== Segment start ==

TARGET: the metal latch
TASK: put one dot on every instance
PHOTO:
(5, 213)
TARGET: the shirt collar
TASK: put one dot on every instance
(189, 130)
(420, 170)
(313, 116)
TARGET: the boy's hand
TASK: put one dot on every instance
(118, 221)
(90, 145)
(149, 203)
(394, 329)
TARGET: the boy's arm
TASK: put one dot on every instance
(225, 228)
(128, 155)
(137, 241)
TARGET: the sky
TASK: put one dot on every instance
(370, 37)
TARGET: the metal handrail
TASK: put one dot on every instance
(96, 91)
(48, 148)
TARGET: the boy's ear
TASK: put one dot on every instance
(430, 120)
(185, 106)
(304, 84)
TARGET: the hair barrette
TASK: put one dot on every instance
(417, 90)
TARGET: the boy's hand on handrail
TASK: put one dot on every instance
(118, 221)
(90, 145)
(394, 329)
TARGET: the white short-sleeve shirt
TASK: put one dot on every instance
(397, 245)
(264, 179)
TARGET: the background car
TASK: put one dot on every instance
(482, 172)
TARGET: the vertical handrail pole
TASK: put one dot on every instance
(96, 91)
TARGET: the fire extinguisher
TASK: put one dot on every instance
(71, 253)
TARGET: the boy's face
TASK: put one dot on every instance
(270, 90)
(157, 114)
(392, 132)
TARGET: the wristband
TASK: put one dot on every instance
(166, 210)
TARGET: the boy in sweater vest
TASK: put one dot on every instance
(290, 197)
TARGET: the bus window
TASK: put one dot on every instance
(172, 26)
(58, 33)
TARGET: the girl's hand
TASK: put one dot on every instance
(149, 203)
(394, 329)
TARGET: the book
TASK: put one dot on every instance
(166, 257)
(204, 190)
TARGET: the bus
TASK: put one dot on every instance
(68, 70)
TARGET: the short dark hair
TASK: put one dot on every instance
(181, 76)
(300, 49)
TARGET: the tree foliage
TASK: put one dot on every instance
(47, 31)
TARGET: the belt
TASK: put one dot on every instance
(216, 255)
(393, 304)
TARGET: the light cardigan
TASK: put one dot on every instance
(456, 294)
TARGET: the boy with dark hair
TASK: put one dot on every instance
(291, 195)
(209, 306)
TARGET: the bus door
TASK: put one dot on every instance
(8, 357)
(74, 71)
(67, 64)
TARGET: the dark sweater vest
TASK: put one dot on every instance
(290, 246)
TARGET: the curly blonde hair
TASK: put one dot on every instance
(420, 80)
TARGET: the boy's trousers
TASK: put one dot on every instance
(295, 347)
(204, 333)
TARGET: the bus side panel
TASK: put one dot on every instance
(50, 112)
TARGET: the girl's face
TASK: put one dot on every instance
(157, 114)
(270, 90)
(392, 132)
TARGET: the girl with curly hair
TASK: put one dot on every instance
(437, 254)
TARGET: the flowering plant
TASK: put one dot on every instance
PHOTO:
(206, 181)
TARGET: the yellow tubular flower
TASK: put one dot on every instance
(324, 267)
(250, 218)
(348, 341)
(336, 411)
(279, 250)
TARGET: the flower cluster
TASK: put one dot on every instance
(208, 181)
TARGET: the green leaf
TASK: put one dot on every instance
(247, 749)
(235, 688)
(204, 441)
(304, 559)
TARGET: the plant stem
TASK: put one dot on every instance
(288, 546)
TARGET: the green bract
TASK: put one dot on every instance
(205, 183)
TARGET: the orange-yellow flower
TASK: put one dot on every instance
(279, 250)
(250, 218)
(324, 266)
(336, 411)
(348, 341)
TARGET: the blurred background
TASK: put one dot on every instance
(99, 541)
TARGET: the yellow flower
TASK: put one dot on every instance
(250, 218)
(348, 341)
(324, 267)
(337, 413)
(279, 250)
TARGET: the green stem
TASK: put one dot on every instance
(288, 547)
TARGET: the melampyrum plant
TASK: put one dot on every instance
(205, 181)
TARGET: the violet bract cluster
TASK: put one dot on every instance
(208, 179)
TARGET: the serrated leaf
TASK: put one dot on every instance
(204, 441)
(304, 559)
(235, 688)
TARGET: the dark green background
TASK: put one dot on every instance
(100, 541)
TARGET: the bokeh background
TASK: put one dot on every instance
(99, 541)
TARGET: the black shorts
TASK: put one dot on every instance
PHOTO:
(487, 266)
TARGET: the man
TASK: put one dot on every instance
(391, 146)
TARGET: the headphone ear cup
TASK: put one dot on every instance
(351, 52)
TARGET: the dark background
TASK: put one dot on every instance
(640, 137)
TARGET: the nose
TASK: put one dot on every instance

== Segment end ==

Transcribe the listing above verbatim, leaving every line whole.

TARGET: the metal latch
TASK: put one dot on every instance
PHOTO:
(5, 213)
TARGET: the shirt collar
TASK: put one dot on every instance
(189, 130)
(420, 170)
(313, 116)
TARGET: the boy's hand
TASK: put one dot on every instance
(118, 221)
(90, 145)
(149, 203)
(394, 329)
TARGET: the boy's arm
TASK: put one dot on every instance
(225, 228)
(128, 155)
(137, 241)
TARGET: the sky
TASK: put one dot on every instance
(370, 37)
TARGET: the metal handrail
TASK: put one dot on every instance
(96, 91)
(48, 148)
TARGET: the boy's ear
TASK: put one dot on every instance
(430, 120)
(185, 106)
(304, 84)
TARGET: the hair barrette
TASK: put one dot on every instance
(417, 90)
TARGET: the boy's hand on handrail
TASK: put one dot on every instance
(118, 221)
(90, 145)
(394, 329)
TARGET: the white short-sleeve shirt
TASK: put one dot on every instance
(397, 245)
(264, 179)
TARGET: the background car
TASK: put one dot on every instance
(482, 172)
TARGET: the vertical handrail pole
TASK: put one dot on every instance
(96, 91)
TARGET: the fire extinguisher
TASK: put one dot on every instance
(71, 253)
TARGET: the boy's face
TASK: put one dot on every instance
(270, 90)
(157, 114)
(392, 132)
TARGET: the wristband
TASK: put one dot on every instance
(166, 210)
TARGET: the boy in sweater vest
TASK: put one dot on every instance
(290, 197)
TARGET: the bus window
TASK: put one dot on every instance
(172, 26)
(58, 33)
TARGET: the girl's hand
TASK: put one dot on every instance
(149, 203)
(394, 329)
TARGET: the book
TASK: put one dot on every instance
(166, 257)
(204, 190)
TARGET: the bus
TASK: put one dot on every instance
(68, 70)
TARGET: the short dark hair
TASK: put one dot on every instance
(181, 76)
(300, 49)
TARGET: the tree foliage
TASK: put one dot on every instance
(47, 31)
TARGET: the belt
TASK: put one dot on every instance
(216, 255)
(393, 304)
TARGET: the light cardigan
TASK: put one dot on every instance
(456, 294)
TARGET: the boy with dark hair
TASK: put one dot on every instance
(291, 195)
(209, 306)
TARGET: the bus door
TASK: put one dot on every instance
(8, 357)
(74, 71)
(67, 64)
TARGET: the dark sweater vest
TASK: put one dot on every instance
(290, 246)
TARGET: the curly blonde hair
TASK: put one dot on every instance
(420, 80)
TARGET: the boy's trousers
TASK: put one dot on every instance
(295, 347)
(204, 333)
TARGET: the bus side panel
TASK: put one dot on every instance
(50, 112)
TARGET: the girl's face
TASK: put one dot on every instance
(157, 114)
(270, 90)
(392, 132)
TARGET: the girl with curly hair
TASK: put one dot on every instance
(437, 254)
TARGET: the flowering plant
TASK: put one dot on every instance
PHOTO:
(206, 181)
TARGET: the yellow tubular flower
TASK: put one dot on every instance
(324, 267)
(250, 218)
(348, 341)
(336, 411)
(279, 250)
TARGET: the flower cluster
TASK: put one dot on every instance
(208, 181)
TARGET: the green leaf
TASK: put one dot on every instance
(247, 749)
(235, 688)
(204, 441)
(304, 559)
TARGET: the plant stem
TASK: put one dot on every instance
(288, 546)
TARGET: the green bract
TASK: put one dot on every instance
(205, 183)
TARGET: the orange-yellow flower
TASK: put one dot on every instance
(279, 250)
(250, 218)
(324, 266)
(336, 411)
(348, 341)
TARGET: the blurred background
TASK: put one dot on every instance
(99, 541)
TARGET: the yellow flower
TASK: put one dot on every instance
(250, 218)
(348, 341)
(324, 267)
(337, 413)
(279, 250)
TARGET: the green stem
TASK: put one dot on every instance
(288, 547)
TARGET: the melampyrum plant
TASK: put one dot on every instance
(205, 181)
TARGET: the violet bract cluster
TASK: put one dot on every instance
(208, 179)
TARGET: the serrated leaf
TASK: put one dot on every instance
(204, 441)
(304, 559)
(235, 688)
TARGET: the dark green background
TASK: put one dot on every instance
(100, 541)
TARGET: the bokeh background
TASK: put one dot on every instance
(99, 541)
TARGET: the black shorts
TASK: put one dot on every instance
PHOTO:
(487, 266)
TARGET: the man
TASK: put one dot on every instance
(391, 146)
TARGET: the headphone ear cup
TASK: put one dot on every instance
(351, 52)
TARGET: the dark background
TASK: put one dot on every instance
(640, 137)
TARGET: the nose
TASK: put one dot on every instance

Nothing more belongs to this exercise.